* Aim of the task
Reproduce every one of the entries below character for character, with no changes.

+++ Record set +++

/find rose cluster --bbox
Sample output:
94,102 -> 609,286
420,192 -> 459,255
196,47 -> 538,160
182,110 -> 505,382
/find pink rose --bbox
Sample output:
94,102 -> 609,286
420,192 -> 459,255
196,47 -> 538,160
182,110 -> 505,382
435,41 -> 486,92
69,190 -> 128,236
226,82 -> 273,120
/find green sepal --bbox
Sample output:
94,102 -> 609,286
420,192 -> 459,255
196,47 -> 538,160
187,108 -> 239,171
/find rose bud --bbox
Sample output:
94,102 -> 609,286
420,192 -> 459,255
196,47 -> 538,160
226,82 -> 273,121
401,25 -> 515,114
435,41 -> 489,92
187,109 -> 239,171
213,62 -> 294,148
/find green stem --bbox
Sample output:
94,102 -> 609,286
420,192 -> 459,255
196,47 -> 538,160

+++

* Exercise answer
/find rose cluster --bbox
Sample output:
94,102 -> 609,286
420,192 -> 459,255
196,47 -> 538,160
182,110 -> 505,382
/find pink rose --bbox
Sample output:
94,102 -> 609,286
420,192 -> 459,255
196,47 -> 538,160
182,110 -> 505,382
435,41 -> 486,92
69,190 -> 128,236
226,82 -> 273,120
/find green sepal --bbox
Sample output:
94,102 -> 609,286
420,192 -> 459,255
196,47 -> 538,160
187,108 -> 239,171
/find rose bud --bbox
Sample output:
94,102 -> 609,286
420,192 -> 459,255
196,47 -> 538,160
226,82 -> 273,121
401,25 -> 515,114
435,41 -> 489,92
187,109 -> 239,171
213,62 -> 294,148
/find green stem --bbox
Sample output:
94,102 -> 609,286
420,192 -> 459,255
196,47 -> 538,160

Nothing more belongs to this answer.